— Start of Document excerpt —
Friday, November 18, 2011

Press paints Naxals negatively

“One must know what one is writing about” may not seem to be a far-fetched idea for a journalist. Yet, there are many who do superficial reporting of events and follow them up with analyses that do not present a proper perspective of the issues involved.

This seems to hold true in the case of journalists who write about naxalites and issues that concern them, according to a study of the reports of four newspapers – two in
English, The Hindu and The New Indian Express (TNIE) and two in Telugu (Eenadu and Vaartha). Most of them lacked an in-depth study of the ideology of the movement.

The study covering eight years, from 1999 to 2006, was the basis of a book on “Newspapers and naxalite movement” written by Dr. J. Madhu Babu and published in 2010 by Kanishka Publishers, New Delhi.

The study comes up with some startling disclosures: that the press as a whole has projected a negative image of the naxalite movement by focusing on naxal violence such as blasts, burning of properties, attack on authorities, etc.; that the newspapers ignored tribal welfare questions, the agony of people and their reactions to activities of naxalites and the police.

With the press failing “to focus on the unresolved question of tribal welfare…the tribal uneducated or semi-educated youth are attracted towards the Naxalite movement.”

The press has not analysed the reasons for the failure of welfare programmes to reach the tribal population, it says. This theme received less coverage. The Hindu, for example, did not publish even a single news item on tribal welfare measures during the study period.

The comprehensive study, carried out with tested research methodologies, covered a total of 4,387 news items published, 2,330 photos, 31 edit articles, 74 editorials, 10 editorial cartoons, 55 pocket cartoons and 184 letters to the editor. These were evaluated against a wide range of factors such as category of news, sub categories, and whether they were favourable, unfavourable or neutral.

Eenadu published the highest number of news items (31.8 per cent), followed by Vaartha (31.5 p.c.), The Hindu (19.6) and The New Indian Express (17.1).
— End of Document excerpt —
* _Task to complete_:
Write the next part of the article on newspaper coverage of the naxalite movement, picking up after its final sentence. The items that follow have no connection to the article above.
— Start of Items —
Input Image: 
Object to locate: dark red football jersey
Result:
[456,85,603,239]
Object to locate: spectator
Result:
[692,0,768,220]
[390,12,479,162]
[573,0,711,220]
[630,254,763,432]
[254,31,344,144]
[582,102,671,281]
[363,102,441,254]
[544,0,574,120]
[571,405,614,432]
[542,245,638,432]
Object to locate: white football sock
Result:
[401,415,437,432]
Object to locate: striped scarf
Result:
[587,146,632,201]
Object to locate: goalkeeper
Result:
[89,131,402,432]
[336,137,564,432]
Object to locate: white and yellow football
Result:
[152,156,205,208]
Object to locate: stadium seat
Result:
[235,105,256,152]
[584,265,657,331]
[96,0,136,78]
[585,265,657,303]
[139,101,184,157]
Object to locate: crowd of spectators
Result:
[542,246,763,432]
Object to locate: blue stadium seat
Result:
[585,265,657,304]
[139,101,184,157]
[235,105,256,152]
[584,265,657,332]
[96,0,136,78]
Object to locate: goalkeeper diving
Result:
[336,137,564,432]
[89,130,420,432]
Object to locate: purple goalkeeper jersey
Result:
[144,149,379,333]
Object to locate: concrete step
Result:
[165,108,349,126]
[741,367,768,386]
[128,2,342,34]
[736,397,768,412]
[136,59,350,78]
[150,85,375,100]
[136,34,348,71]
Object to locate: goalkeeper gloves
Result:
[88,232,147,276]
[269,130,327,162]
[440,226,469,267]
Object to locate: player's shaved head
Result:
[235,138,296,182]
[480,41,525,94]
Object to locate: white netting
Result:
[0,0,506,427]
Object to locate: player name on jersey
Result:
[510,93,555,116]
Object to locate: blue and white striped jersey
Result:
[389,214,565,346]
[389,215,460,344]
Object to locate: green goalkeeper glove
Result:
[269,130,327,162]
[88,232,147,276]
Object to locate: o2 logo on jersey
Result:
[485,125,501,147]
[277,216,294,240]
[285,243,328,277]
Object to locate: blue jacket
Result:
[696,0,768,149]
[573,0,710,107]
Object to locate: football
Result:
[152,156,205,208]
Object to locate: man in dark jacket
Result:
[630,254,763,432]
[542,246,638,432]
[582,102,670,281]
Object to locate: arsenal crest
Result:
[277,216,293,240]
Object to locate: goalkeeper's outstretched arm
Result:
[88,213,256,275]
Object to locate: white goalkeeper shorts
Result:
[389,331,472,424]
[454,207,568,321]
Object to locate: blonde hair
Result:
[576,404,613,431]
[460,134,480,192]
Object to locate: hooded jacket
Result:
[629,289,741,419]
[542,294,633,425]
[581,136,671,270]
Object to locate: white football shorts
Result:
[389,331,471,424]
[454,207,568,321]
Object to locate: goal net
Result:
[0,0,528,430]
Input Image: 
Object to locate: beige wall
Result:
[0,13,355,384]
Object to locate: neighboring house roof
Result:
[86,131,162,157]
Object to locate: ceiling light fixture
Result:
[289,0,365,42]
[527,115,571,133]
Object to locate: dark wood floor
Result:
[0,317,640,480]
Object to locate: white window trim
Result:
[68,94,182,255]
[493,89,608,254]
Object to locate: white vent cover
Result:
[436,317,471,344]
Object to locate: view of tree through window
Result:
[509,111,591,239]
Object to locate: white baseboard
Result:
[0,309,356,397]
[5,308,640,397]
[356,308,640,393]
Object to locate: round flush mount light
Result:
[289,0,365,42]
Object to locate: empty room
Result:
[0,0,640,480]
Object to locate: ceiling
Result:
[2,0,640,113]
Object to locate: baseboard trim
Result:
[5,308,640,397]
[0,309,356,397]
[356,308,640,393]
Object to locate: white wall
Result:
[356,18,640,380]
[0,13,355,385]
— End of Items —
— Start of Items —
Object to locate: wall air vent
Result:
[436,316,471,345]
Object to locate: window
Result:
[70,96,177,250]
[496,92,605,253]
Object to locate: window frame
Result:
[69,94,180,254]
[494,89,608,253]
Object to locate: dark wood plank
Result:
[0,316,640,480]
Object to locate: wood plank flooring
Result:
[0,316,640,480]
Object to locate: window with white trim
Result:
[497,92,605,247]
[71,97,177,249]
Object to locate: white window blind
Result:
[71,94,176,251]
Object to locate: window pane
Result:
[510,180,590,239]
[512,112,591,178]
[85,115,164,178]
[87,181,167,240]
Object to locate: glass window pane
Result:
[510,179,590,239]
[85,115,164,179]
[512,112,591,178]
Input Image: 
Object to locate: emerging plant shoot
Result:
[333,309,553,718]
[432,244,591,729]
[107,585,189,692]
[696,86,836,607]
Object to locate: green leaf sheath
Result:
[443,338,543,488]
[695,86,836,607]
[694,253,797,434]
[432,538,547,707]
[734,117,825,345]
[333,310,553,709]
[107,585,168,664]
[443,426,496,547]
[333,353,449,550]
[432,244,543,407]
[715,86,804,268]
— End of Items —
* _Exercise result_:
The highest number of photos (1,000) was by Eenadu, next Vaartha (892), The Hindu (233) and TNIE (205).

TH and TNIE each published only one cartoon on the issue.
In terms of editorials, Vaartha (74) led, followed by Eenadu (16), TNIE (14) and THE HINDU (8).

During the study period of eight years, there was not a single article on naxalites in The Hindu while TNIE wrote only two; Vaartha led with 20 and Eenadu followed with 9.

The Hindu accounted for the most number of letters to the editor (75) among the dailies.

It also gave more prominence in terms of political parties’ reactions and human rights issues involved. In coverage of peace talks, TNIE put out more stories. All the papers, including Vaartha, gave less coverage to people’s reactions against naxalites and police.

Journalists have become insensitive to the killings of naxalites and police repression. For example, headings of the encounter stories give only the figures. And only the police version is carried.

The Naxlite issue is seen more as a law and order problem and the violence as harmful to society.

In coverage of reactions of political parties to naxal activities, The Hindu gave prominence to the Congress, BJP, Communists and the TDP while The New Indian Express gave priority to the Telangana Rashtra Samiti.

The study rightly points out that the newspapers have the onerous task to represent the case of the poor and the voiceless in society. They also should play a positive role in resolving the conflict between the naxalites and the government.

The book also presents profiles of important naxal leaders and the chronological events in the movement, and the profiles of the newspapers covered, which are of research value.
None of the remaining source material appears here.